TASK STATEMENT
Put every line of the items below into a numbered list, leaving out any blank lines.

■ ■ ■ ■ ■

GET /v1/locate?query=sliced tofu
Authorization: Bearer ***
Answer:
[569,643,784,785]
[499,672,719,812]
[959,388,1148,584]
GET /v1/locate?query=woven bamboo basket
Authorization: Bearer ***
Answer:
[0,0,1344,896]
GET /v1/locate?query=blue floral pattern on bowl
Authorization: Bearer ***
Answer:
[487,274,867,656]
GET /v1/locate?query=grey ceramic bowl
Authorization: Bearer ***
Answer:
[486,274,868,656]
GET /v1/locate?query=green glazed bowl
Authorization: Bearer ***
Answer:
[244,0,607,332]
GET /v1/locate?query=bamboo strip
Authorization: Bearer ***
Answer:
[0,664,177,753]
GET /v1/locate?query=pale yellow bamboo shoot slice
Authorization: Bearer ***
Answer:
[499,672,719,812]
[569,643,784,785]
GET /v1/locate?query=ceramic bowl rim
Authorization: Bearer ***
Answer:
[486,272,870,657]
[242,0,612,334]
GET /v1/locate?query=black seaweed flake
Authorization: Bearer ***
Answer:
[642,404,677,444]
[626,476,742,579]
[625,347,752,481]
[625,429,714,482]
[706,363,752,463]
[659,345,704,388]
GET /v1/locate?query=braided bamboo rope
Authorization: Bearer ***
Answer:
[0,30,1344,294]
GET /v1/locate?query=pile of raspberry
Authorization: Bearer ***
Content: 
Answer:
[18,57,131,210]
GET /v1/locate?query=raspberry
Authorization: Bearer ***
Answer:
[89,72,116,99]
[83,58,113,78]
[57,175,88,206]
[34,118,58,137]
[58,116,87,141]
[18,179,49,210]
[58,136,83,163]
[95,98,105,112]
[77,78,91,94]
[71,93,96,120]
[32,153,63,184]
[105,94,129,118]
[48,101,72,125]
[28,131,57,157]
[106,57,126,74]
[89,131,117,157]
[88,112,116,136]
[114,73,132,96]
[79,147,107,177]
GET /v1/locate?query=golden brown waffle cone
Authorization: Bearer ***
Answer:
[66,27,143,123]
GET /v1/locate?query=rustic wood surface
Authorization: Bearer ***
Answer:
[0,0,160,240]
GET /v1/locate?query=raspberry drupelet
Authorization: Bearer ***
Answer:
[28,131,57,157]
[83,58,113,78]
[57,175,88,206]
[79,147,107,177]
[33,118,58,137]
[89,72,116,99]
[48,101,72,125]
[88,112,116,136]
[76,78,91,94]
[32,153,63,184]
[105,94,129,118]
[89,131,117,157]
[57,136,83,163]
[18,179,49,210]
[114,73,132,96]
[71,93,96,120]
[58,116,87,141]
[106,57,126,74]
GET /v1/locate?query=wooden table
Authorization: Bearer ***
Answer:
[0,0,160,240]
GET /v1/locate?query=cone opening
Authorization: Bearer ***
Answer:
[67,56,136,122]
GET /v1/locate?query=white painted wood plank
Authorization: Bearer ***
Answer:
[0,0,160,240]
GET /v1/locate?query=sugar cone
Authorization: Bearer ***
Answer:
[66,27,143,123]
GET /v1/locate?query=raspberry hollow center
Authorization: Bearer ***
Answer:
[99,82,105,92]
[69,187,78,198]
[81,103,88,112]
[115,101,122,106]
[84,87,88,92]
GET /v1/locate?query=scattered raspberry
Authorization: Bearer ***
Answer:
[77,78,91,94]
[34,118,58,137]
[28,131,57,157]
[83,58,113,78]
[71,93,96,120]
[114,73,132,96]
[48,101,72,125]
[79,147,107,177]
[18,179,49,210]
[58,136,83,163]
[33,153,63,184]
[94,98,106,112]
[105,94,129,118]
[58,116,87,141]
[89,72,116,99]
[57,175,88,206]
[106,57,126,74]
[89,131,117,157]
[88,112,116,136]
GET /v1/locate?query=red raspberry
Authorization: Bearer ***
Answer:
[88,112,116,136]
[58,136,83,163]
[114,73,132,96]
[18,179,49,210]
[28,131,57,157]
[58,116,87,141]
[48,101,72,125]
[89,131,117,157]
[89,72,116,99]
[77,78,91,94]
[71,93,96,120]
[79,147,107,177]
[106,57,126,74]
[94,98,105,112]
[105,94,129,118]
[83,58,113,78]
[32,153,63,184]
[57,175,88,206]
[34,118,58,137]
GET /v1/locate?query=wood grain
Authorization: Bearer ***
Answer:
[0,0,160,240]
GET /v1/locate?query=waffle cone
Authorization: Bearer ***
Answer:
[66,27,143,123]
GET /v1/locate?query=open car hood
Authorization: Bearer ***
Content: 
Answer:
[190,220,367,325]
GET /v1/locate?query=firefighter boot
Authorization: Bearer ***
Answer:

■ ■ ■ ■ ■

SOLUTION BELOW
1. GET /v1/locate?query=sliced tofu
2. Authorization: Bearer ***
3. Answer:
4. [569,643,784,785]
5. [499,672,719,812]
6. [959,388,1148,584]
7. GET /v1/locate?query=woven bamboo basket
8. Authorization: Bearer ***
9. Answer:
10. [0,0,1344,896]
11. GET /v1/locate?query=blue floral pattern on bowl
12. Authorization: Bearer ***
13. Answer:
14. [487,274,867,656]
15. GET /v1/locate?query=grey ceramic bowl
16. Authorization: Bearer ***
17. Answer:
18. [486,274,868,656]
19. GET /v1/locate?query=green glazed bowl
20. Authorization: Bearer ***
21. Answer:
22. [244,0,607,332]
23. GET /v1/locate?query=bamboo strip
24. Authorization: Bearer ***
25. Answer:
26. [0,664,177,753]
27. GET /v1/locate?query=pale yellow bamboo shoot slice
28. Authorization: Bearer ***
29. Answer:
30. [499,672,719,812]
31. [569,643,784,785]
32. GET /v1/locate?query=ceramic bowl rim
33. Authorization: Bearer ***
34. Answer:
35. [486,272,870,657]
36. [242,0,612,334]
37. GET /v1/locate?query=black seaweed flake
38. Authorization: Bearer ***
39. Answer:
40. [642,404,677,444]
41. [626,476,742,579]
42. [625,347,752,481]
43. [625,429,714,482]
44. [706,363,752,463]
45. [659,345,704,388]
46. GET /v1/locate?query=braided bamboo rope
47. Authorization: Bearer ***
48. Answer:
49. [0,30,1344,294]
50. GET /v1/locate?query=pile of raspberry
51. Authorization: Bearer ***
52. Content: 
53. Answer:
54. [18,57,131,210]
55. GET /v1/locate?query=raspberry
56. Authorization: Bearer ***
57. Answer:
58. [89,72,116,99]
59. [83,58,113,78]
60. [57,175,88,206]
61. [34,118,58,137]
62. [58,116,87,141]
63. [18,179,49,210]
64. [58,136,83,163]
65. [95,98,105,112]
66. [77,78,91,94]
67. [71,93,96,120]
68. [32,153,63,184]
69. [105,94,129,118]
70. [48,101,72,125]
71. [28,131,57,157]
72. [106,57,126,74]
73. [89,131,117,157]
74. [88,112,116,136]
75. [114,73,132,96]
76. [79,147,107,177]
77. GET /v1/locate?query=golden brown waffle cone
78. Authorization: Bearer ***
79. Answer:
80. [66,27,143,123]
81. GET /v1/locate?query=rustic wood surface
82. Authorization: Bearer ***
83. Answer:
84. [0,0,160,240]
85. GET /v1/locate?query=raspberry drupelet
86. Authorization: Bearer ***
87. Answer:
88. [28,131,57,157]
89. [83,58,113,78]
90. [57,175,88,206]
91. [79,147,107,177]
92. [33,118,58,137]
93. [89,72,116,99]
94. [48,101,72,125]
95. [88,112,116,136]
96. [76,78,91,94]
97. [32,153,63,184]
98. [105,94,129,118]
99. [89,131,117,157]
100. [57,136,83,163]
101. [18,179,49,210]
102. [114,73,132,96]
103. [71,93,96,120]
104. [58,116,87,141]
105. [106,57,126,74]
106. GET /v1/locate?query=wooden table
107. Authorization: Bearer ***
108. Answer:
109. [0,0,160,240]
110. GET /v1/locate?query=cone opening
111. Authorization: Bearer ***
112. Answer:
113. [67,56,136,122]
114. GET /v1/locate?query=white painted wood plank
115. Authorization: Bearer ***
116. Answer:
117. [0,0,160,240]
118. GET /v1/locate?query=sugar cone
119. Authorization: Bearer ***
120. Answer:
121. [66,27,143,123]
122. GET /v1/locate?query=raspberry hollow center
123. Authorization: Bearer ***
124. Answer:
125. [99,82,105,92]
126. [69,187,78,198]
127. [81,103,88,112]
128. [115,101,122,106]
129. [84,87,88,92]
130. GET /v1/locate?query=scattered raspberry
131. Authorization: Bearer ***
132. Answer:
133. [77,78,91,94]
134. [34,118,58,137]
135. [28,131,57,157]
136. [83,58,113,78]
137. [71,93,96,120]
138. [114,73,132,96]
139. [48,101,72,125]
140. [79,147,107,177]
141. [18,179,49,210]
142. [58,136,83,163]
143. [33,153,63,184]
144. [94,98,106,112]
145. [105,94,129,118]
146. [58,116,87,141]
147. [89,72,116,99]
148. [57,175,88,206]
149. [106,57,126,74]
150. [89,131,117,157]
151. [88,112,116,136]
152. GET /v1/locate?query=red raspberry
153. Authorization: Bearer ***
154. Answer:
155. [88,112,116,136]
156. [58,136,83,163]
157. [114,73,132,96]
158. [18,179,49,210]
159. [28,131,57,157]
160. [58,116,87,141]
161. [48,101,72,125]
162. [89,131,117,157]
163. [89,72,116,99]
164. [77,78,91,94]
165. [71,93,96,120]
166. [79,147,107,177]
167. [106,57,126,74]
168. [94,98,105,112]
169. [105,94,129,118]
170. [83,58,113,78]
171. [32,153,63,184]
172. [57,175,88,206]
173. [34,118,58,137]
174. GET /v1/locate?query=wood grain
175. Authorization: Bearer ***
176. Answer:
177. [0,0,160,240]
178. GET /v1/locate?query=waffle cone
179. Authorization: Bearer ***
180. Answer:
181. [66,27,143,123]
182. GET /v1/locate?query=open car hood
183. Authorization: Bearer ***
184. Content: 
185. Answer:
186. [190,220,367,325]
187. GET /v1/locate?query=firefighter boot
188. Authorization: Bearer ***
189. Answer:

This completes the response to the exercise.